Input data
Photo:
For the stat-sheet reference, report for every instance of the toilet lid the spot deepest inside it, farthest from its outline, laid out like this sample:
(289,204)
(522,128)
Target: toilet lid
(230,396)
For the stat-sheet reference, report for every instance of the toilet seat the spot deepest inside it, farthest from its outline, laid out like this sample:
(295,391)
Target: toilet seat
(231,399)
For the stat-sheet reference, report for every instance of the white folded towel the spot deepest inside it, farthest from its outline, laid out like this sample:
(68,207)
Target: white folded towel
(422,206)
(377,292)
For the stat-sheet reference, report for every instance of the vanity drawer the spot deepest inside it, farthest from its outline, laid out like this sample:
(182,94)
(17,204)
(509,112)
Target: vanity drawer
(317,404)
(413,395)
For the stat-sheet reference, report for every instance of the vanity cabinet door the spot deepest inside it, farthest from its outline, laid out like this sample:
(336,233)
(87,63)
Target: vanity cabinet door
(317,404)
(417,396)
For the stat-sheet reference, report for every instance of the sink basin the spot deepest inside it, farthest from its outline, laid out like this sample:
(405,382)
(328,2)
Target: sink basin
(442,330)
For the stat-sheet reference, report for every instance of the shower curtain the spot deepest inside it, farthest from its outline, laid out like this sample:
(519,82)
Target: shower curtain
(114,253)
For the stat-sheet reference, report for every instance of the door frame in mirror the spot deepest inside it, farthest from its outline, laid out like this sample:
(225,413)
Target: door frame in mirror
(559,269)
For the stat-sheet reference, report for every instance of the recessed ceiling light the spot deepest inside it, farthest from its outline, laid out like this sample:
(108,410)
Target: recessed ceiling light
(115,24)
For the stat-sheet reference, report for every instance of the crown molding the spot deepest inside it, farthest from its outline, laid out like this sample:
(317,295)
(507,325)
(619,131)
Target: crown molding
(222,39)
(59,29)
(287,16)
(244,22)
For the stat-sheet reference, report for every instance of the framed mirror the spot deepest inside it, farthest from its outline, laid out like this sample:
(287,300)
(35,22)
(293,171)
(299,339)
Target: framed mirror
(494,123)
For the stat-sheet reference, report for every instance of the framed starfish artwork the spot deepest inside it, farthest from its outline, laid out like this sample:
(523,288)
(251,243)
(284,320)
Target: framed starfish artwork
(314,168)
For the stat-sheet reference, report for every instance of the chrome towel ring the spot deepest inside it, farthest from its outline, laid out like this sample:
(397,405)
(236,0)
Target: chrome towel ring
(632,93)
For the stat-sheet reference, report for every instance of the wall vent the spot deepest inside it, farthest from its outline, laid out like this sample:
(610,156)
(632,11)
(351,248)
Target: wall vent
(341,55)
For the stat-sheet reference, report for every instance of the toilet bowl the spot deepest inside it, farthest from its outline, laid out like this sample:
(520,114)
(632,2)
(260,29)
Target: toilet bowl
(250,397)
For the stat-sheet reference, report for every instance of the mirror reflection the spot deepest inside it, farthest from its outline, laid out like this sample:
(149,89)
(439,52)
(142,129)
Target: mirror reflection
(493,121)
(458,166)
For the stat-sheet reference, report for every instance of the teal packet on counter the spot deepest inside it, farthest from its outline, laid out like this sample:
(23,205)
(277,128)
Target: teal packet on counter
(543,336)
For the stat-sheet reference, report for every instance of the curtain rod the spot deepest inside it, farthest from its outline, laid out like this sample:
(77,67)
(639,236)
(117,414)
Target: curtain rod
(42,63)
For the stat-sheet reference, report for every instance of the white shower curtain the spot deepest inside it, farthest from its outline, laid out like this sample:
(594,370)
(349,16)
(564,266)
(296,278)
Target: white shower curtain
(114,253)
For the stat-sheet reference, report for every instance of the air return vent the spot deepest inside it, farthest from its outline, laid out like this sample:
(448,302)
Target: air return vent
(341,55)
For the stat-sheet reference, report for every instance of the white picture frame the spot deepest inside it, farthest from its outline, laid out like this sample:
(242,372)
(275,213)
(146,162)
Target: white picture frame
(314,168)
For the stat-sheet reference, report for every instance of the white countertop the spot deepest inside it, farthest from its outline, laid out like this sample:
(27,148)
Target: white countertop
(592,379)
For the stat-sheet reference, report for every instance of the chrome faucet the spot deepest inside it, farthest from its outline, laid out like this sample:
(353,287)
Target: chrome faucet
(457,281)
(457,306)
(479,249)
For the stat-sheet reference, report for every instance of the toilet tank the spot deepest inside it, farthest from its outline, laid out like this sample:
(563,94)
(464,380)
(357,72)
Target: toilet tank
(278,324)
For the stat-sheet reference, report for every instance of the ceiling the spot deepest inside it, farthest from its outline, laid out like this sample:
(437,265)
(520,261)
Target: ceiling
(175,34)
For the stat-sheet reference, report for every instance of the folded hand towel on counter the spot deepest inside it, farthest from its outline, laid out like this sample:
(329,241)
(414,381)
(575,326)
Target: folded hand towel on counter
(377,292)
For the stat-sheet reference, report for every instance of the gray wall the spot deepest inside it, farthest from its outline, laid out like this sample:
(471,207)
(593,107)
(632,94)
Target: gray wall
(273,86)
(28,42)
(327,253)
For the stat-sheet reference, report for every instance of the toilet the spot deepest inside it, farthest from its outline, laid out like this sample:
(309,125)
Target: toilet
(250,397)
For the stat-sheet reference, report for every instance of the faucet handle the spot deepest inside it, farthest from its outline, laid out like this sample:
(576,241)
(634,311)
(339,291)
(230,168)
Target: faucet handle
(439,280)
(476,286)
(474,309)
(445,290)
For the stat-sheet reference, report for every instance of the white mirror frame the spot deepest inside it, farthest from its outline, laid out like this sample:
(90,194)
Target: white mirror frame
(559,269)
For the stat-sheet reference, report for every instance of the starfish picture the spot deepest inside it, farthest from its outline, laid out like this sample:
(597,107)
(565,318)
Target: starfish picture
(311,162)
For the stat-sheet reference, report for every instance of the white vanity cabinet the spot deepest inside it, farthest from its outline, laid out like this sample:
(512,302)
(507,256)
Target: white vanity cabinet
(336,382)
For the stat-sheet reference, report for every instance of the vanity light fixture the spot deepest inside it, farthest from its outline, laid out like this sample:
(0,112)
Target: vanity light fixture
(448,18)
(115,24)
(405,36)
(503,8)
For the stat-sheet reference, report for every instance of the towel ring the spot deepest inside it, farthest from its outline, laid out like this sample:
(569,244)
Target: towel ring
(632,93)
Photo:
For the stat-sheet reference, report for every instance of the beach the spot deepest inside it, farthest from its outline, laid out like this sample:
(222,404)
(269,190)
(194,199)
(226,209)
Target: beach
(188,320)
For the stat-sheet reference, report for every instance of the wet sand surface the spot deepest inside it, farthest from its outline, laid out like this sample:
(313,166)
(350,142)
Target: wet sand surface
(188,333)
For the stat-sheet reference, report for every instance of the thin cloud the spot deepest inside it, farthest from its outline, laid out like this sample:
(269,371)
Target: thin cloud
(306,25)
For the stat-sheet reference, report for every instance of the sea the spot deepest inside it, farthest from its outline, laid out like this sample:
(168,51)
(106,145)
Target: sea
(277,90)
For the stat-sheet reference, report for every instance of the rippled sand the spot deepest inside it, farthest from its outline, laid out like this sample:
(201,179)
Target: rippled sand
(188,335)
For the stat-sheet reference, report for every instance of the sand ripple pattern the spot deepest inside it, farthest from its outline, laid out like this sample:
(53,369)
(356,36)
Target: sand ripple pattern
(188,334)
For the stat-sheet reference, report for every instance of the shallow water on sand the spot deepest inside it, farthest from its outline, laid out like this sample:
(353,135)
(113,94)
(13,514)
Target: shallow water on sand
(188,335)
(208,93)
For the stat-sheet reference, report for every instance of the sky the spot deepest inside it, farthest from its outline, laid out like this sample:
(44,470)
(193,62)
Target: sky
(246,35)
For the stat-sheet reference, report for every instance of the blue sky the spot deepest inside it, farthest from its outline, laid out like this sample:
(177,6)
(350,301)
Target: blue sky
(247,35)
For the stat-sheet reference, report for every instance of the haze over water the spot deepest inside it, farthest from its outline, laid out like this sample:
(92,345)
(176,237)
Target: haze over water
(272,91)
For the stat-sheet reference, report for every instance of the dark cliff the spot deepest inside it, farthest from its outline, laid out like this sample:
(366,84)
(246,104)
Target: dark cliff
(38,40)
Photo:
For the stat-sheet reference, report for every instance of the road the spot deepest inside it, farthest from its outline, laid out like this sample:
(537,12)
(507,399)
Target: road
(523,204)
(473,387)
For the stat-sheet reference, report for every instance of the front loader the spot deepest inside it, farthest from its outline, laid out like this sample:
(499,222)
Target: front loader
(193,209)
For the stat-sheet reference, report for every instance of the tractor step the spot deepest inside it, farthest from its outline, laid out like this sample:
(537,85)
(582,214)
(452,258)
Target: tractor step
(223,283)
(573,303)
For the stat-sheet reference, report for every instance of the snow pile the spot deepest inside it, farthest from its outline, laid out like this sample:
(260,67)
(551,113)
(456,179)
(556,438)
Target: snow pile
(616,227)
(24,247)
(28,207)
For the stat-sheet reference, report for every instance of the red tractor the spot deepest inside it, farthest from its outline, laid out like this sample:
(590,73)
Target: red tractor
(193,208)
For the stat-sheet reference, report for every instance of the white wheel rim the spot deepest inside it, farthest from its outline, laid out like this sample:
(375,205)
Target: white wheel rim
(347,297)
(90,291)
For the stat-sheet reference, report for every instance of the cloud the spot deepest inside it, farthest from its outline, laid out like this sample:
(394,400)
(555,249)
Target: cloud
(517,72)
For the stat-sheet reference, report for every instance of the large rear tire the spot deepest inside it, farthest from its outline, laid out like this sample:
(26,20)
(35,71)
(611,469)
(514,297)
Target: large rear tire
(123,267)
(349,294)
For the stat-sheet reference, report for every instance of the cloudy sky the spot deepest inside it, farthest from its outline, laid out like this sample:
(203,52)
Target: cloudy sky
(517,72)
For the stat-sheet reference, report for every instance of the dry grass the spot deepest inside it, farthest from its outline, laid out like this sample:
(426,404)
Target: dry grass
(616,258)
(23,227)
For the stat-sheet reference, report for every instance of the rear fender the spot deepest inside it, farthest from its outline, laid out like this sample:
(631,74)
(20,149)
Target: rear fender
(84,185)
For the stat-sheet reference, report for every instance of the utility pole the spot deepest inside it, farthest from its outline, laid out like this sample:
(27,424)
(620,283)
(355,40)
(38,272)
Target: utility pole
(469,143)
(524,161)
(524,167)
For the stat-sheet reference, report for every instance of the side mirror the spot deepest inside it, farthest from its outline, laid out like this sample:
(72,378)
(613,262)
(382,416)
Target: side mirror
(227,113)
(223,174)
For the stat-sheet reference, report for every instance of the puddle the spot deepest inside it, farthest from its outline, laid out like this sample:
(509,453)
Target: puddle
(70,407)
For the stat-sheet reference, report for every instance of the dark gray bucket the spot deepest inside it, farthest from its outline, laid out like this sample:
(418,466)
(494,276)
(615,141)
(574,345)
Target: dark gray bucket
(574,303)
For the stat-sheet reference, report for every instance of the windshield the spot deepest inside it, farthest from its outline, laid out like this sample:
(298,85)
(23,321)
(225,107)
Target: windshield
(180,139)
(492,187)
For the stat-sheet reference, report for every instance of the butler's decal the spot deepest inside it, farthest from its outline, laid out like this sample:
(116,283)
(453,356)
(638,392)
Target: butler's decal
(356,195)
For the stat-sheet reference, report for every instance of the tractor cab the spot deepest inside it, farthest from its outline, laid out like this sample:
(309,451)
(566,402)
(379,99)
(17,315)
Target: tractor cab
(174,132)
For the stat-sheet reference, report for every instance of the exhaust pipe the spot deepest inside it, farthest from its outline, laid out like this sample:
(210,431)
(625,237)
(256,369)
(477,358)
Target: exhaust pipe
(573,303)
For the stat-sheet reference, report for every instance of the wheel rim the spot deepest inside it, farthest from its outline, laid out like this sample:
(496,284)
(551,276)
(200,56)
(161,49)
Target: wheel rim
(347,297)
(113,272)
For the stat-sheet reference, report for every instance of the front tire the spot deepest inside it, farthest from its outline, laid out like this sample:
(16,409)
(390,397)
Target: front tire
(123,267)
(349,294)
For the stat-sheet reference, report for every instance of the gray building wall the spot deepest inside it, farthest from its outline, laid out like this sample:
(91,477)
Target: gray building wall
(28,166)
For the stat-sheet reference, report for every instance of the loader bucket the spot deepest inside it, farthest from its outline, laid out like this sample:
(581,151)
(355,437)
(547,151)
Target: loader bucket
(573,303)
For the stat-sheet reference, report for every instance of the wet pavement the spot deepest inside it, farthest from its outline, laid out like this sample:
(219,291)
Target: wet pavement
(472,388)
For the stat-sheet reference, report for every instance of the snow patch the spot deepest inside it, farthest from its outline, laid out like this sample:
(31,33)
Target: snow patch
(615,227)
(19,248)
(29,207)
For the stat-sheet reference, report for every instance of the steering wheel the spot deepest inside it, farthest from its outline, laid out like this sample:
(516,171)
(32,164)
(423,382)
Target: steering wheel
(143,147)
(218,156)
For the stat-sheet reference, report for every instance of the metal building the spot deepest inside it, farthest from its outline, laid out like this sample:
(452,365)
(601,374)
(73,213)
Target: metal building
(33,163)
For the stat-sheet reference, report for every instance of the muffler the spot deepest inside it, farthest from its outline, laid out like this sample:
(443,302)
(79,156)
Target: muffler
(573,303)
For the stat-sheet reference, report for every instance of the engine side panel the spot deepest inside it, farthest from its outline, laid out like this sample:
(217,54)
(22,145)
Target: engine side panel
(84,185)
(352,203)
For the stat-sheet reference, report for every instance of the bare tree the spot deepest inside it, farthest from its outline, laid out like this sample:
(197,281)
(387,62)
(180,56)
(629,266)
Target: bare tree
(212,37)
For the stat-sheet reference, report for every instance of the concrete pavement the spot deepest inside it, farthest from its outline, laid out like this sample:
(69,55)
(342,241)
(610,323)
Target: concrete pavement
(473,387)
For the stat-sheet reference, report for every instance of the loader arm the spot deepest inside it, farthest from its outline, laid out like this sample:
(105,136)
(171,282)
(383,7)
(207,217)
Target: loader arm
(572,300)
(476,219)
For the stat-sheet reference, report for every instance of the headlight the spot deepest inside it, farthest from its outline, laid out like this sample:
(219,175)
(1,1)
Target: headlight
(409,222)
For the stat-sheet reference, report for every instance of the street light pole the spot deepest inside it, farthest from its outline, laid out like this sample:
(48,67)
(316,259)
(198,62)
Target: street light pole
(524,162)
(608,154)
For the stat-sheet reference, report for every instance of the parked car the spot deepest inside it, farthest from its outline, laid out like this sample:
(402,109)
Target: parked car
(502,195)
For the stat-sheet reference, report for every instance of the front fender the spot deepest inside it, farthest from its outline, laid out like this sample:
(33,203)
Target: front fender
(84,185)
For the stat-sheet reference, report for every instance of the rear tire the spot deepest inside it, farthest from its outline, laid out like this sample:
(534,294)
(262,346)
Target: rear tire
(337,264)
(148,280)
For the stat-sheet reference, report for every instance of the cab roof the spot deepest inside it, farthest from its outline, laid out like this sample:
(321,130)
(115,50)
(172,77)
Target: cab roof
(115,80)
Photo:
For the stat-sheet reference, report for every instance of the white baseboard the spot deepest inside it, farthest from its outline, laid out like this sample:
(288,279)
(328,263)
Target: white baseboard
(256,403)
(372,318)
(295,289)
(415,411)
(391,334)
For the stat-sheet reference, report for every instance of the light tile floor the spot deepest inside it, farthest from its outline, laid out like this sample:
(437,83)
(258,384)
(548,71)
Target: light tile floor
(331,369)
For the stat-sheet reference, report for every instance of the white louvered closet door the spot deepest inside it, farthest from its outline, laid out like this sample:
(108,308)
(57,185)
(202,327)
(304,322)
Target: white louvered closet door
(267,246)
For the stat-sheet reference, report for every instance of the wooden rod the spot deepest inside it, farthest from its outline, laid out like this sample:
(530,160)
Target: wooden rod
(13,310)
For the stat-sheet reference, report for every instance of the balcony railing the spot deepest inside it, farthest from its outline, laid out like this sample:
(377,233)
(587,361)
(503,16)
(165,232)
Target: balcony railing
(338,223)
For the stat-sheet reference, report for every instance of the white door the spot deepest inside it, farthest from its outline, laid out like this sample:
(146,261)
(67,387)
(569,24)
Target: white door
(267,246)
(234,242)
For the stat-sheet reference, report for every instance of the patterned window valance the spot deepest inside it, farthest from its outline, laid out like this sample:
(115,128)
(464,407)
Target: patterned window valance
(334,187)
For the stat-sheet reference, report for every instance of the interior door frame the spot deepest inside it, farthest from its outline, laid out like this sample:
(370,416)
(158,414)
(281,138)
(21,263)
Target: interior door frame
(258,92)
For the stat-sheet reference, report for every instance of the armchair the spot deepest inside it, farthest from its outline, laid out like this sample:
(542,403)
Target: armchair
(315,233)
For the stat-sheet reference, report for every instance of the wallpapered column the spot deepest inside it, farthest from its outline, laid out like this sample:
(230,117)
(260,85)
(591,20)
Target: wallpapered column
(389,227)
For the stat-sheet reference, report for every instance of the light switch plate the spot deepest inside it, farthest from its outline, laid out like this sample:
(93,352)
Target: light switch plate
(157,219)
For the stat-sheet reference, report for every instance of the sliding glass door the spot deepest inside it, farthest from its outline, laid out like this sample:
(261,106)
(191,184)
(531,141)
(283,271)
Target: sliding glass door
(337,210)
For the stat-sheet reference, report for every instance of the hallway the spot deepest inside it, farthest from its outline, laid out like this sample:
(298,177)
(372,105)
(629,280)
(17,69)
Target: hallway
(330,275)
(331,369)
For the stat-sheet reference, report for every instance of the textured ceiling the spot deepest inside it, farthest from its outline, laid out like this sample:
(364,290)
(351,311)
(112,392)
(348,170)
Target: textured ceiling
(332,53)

Your objective
Leave out every line before the one containing "the white door"; set down that line and all remaining lines of the material exactly.

Answer in full
For the stat-sheet reference, report for every instance of the white door the spot deepest inside it, farthest from its outline, laid out like this sample:
(146,261)
(67,387)
(569,24)
Target: white door
(267,246)
(234,242)
For the stat-sheet reference, report for every instance of the patterned window valance the spot deepest inside it, farthest from its outline, laid out like this sample:
(115,128)
(464,407)
Target: patterned window valance
(334,187)
For the stat-sheet reference, report for every instance of the interior door frame the spot deepest inside it, farthest from its outline, laid out like this sample:
(370,416)
(158,414)
(281,138)
(21,263)
Target: interior door frame
(258,92)
For the stat-sheet reference, report for every instance of the armchair the spot deepest inside it, farthest from its outline, laid out like this sample:
(542,403)
Target: armchair
(315,233)
For the stat-sheet reference, report for every instance of the wallpapered column the spot deepest inside it, farthest from its outline, laid out like this sample:
(230,117)
(260,85)
(591,20)
Target: wallpapered column
(389,227)
For the stat-sheet reference, report for every instance of the light switch plate the spot deepest inside it, farthest from its outline, laid out like this sample:
(93,352)
Target: light switch plate
(157,219)
For the stat-sheet reference, report for every instance of the sliding glass door the spot deepest inside it, farthest from its outline, laid out like this sample:
(261,106)
(191,184)
(531,141)
(283,271)
Target: sliding glass door
(337,210)
For the stat-sheet reference, report for every instance of the hallway the spot deepest inside it, farthest from its outline, laid out like this sample:
(298,177)
(372,105)
(629,280)
(17,69)
Target: hallway
(330,275)
(331,369)
For the stat-sheet reference, report for every instance of the textured ceiling the spot deepest inside it, farthest from its outline, laid out like this sample:
(364,290)
(351,311)
(112,392)
(348,170)
Target: textured ceiling
(332,53)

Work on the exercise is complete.